[Dataset entries]
========

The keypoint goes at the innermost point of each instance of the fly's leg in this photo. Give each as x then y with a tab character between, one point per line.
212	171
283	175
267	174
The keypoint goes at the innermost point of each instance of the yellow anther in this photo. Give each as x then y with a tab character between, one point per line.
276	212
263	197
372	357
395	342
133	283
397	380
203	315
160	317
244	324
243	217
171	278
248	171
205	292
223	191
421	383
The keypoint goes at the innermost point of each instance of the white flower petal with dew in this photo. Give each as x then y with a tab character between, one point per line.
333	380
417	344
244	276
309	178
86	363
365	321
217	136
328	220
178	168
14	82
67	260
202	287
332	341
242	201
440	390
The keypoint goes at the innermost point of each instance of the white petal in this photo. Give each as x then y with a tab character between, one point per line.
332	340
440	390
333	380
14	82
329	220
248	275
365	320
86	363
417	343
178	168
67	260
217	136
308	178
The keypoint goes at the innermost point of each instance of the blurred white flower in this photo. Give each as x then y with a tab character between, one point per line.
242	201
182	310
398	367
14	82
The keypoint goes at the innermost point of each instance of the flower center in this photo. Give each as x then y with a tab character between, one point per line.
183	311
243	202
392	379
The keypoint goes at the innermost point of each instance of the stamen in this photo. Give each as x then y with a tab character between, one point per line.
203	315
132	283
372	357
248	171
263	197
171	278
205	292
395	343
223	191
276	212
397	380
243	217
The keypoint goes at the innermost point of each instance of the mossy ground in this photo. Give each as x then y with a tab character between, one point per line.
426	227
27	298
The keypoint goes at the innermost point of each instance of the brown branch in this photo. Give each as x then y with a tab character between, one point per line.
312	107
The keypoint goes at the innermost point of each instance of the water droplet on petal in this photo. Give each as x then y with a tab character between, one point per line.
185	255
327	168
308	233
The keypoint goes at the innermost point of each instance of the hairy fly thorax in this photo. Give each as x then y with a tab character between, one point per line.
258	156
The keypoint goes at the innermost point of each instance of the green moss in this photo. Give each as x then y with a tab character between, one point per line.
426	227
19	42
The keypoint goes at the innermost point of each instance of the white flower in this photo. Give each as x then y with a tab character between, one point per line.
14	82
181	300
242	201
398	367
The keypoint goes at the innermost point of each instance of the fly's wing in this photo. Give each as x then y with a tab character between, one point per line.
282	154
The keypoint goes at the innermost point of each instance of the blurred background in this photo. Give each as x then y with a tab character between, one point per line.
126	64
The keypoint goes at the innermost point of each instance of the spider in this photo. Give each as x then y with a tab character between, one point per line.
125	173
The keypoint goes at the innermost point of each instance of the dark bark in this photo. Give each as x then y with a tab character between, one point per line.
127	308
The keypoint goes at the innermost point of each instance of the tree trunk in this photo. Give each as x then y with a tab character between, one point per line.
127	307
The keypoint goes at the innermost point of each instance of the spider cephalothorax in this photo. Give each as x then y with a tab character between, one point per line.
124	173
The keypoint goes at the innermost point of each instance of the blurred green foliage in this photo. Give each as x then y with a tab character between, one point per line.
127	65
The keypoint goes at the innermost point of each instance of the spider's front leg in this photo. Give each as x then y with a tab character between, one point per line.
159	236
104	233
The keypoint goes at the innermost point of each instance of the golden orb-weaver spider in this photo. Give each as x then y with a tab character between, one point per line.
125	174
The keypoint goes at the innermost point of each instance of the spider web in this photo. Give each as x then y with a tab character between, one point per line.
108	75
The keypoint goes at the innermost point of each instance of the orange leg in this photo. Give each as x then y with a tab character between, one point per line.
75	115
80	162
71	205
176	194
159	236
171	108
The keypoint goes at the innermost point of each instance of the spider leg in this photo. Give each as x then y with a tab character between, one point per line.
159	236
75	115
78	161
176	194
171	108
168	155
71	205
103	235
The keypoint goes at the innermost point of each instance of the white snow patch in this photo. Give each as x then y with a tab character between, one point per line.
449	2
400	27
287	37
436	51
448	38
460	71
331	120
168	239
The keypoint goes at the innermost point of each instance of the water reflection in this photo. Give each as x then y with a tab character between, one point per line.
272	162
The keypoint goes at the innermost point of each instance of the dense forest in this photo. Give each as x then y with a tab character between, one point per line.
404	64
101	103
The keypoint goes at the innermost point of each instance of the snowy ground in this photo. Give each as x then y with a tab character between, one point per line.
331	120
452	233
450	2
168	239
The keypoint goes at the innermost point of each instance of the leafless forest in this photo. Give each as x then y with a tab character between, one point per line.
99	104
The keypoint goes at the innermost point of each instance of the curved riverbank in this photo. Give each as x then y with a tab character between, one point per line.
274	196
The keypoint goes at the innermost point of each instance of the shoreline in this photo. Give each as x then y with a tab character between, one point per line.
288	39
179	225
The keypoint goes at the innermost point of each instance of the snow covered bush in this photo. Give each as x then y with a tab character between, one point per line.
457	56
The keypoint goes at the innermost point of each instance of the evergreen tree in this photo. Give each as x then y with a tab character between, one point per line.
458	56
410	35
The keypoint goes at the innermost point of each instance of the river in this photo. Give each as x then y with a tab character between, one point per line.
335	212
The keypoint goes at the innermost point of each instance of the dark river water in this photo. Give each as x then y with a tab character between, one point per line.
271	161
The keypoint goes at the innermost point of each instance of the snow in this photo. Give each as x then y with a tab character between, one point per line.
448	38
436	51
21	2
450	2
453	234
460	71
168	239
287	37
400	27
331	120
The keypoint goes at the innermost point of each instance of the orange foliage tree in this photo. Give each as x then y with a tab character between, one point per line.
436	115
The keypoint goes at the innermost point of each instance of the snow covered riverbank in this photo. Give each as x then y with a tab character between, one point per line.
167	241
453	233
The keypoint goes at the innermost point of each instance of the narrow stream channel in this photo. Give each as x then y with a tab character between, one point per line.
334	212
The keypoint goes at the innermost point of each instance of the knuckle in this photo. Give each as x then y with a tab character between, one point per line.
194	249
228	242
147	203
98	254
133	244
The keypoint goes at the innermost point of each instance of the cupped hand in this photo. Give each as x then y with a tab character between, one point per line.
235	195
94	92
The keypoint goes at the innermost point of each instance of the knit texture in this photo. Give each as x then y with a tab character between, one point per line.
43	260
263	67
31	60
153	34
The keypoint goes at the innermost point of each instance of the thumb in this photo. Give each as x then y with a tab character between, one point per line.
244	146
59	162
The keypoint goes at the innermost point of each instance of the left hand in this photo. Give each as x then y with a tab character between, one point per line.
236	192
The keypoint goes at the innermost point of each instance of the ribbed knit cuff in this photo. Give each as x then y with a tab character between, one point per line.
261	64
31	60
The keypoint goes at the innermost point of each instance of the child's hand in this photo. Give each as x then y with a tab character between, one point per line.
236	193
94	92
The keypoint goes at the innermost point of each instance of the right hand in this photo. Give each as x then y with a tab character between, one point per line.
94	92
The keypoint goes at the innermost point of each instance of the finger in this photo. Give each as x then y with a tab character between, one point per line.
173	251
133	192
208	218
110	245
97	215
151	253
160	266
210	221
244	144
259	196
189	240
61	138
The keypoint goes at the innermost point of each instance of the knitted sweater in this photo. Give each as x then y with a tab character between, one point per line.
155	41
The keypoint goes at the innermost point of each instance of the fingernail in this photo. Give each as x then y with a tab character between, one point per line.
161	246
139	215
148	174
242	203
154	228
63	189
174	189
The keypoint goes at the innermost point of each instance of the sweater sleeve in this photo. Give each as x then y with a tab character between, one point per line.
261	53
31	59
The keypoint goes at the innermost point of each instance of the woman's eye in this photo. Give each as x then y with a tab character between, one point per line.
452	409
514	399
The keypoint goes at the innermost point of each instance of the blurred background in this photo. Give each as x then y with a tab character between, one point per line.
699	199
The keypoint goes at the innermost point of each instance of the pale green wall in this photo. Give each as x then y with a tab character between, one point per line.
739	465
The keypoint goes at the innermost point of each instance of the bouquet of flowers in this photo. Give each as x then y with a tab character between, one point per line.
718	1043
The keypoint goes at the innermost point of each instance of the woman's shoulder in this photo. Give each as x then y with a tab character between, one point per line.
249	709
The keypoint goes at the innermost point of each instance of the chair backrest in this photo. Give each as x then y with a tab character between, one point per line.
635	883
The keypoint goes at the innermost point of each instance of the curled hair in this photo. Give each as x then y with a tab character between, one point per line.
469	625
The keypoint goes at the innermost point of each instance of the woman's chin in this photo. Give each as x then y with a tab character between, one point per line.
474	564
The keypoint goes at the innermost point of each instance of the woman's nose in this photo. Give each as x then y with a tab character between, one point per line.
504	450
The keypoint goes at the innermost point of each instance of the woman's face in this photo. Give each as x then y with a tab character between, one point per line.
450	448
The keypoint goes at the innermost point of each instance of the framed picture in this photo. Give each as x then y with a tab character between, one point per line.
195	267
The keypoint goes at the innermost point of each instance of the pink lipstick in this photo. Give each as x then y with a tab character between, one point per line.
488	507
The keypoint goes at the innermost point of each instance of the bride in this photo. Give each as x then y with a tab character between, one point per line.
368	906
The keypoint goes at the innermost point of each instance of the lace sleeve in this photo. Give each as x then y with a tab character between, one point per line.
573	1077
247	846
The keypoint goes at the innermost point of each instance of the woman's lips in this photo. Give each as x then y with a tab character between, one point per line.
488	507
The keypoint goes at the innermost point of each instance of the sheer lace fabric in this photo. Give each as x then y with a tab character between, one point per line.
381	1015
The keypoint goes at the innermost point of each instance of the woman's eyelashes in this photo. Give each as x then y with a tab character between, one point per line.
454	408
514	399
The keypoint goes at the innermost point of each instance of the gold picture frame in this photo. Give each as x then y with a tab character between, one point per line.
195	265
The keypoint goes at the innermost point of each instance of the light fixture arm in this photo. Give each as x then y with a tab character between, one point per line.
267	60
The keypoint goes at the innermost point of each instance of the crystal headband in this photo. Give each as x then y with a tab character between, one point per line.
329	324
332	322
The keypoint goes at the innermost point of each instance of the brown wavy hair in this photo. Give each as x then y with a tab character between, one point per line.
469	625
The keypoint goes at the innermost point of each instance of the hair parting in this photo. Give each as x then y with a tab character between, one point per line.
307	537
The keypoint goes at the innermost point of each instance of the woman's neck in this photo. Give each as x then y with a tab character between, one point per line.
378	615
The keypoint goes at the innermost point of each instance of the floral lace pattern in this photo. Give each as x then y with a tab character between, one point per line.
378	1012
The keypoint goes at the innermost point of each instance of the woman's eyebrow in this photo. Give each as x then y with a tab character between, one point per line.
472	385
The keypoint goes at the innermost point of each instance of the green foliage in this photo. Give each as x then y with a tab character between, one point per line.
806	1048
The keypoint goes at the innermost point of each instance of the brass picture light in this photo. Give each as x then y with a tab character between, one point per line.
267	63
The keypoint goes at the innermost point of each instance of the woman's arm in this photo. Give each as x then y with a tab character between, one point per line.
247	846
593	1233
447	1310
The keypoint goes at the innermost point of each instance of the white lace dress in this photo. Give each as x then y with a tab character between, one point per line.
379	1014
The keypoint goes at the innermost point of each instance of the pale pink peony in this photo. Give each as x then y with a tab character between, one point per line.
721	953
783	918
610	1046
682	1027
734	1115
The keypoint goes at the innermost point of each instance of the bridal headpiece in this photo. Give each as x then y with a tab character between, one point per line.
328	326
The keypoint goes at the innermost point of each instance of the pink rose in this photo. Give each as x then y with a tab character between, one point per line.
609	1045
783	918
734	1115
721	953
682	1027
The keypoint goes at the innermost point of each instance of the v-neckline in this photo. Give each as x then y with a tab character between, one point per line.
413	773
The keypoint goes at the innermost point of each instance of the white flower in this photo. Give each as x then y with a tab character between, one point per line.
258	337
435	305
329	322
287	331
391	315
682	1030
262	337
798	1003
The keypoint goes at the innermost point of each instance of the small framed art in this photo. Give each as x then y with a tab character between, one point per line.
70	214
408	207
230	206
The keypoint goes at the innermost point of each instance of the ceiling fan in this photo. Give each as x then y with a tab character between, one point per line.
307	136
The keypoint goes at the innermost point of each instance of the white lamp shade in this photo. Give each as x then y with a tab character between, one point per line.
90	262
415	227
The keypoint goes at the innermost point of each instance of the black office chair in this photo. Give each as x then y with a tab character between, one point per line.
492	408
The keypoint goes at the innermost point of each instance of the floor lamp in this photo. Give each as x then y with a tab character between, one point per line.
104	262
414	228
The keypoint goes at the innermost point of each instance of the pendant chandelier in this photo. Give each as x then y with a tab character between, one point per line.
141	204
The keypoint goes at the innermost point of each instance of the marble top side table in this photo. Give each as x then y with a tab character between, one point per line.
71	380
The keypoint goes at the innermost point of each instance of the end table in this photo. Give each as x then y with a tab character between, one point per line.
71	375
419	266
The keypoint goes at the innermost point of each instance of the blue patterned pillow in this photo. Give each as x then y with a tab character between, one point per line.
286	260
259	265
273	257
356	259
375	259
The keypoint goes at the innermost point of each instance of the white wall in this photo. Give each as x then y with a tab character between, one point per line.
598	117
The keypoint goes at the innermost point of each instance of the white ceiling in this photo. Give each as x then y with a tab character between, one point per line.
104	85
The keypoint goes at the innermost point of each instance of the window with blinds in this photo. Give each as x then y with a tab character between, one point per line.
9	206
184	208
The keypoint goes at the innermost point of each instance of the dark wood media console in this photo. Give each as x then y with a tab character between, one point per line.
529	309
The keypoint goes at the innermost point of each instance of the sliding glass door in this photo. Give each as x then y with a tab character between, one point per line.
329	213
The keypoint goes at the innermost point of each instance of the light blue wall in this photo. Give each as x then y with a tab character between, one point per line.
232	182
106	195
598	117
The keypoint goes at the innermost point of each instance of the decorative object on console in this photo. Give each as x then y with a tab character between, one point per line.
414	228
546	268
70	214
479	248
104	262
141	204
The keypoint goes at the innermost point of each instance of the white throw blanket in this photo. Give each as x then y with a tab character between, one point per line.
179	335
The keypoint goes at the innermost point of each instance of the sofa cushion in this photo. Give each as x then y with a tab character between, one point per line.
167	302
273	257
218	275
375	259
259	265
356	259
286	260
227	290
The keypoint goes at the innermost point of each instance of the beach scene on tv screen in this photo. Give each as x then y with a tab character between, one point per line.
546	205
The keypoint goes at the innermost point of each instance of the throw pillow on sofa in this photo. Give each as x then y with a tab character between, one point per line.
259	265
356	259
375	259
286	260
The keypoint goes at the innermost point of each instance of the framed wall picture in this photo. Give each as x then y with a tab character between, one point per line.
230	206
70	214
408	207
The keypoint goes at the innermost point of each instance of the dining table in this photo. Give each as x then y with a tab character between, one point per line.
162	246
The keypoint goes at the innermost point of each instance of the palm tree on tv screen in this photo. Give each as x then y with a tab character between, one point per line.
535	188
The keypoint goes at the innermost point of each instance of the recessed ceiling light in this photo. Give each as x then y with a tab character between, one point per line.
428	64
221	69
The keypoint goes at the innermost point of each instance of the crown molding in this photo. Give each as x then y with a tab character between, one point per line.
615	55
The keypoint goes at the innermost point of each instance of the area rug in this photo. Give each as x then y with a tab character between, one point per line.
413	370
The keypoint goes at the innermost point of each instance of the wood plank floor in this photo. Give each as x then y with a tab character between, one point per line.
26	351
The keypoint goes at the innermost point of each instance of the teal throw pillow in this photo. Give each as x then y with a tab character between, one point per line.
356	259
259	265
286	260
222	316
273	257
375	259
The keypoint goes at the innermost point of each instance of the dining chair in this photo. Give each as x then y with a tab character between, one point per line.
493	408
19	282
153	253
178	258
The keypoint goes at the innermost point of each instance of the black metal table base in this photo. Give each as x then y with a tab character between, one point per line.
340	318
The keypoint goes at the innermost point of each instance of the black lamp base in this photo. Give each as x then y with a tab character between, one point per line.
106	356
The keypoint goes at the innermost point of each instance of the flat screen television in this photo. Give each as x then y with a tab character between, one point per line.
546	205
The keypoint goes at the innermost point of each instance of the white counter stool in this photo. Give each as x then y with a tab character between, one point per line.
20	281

========

Work to complete:
Can you rewrite the lines from the one containing "of the wood" through the end of the records, substituting "in this image" for "in this photo" and keeping everything else the same?

Task response:
The keypoint goes at the innermost point of each instance of the wood plank floor in this image. Give each as x then y with a tab character between, one point per line.
26	351
The keypoint goes at the innermost point of each instance of the teal throw pillow in this image. Give each as x then y with a tab character between, one point per line.
356	259
259	265
286	260
222	316
273	257
375	259
The keypoint goes at the innermost point of each instance of the dining chair in this image. Give each as x then y with a tab character between, one point per line.
493	408
19	282
153	253
178	258
The keypoint goes at the innermost point of each instance of the black metal table base in this image. Give each as x then y with a tab character between, one point per line.
340	318
The keypoint goes at the innermost point of each instance of the black lamp base in this image. Give each as x then y with a tab character between, one point per line.
106	356
The keypoint goes at the innermost point of each instance of the flat screen television in this image. Give each as x then y with a tab character between, one point per line.
546	205
The keypoint goes at the innermost point of each instance of the white counter stool in this image. Give each as x then y with a tab character between, one point per line.
20	281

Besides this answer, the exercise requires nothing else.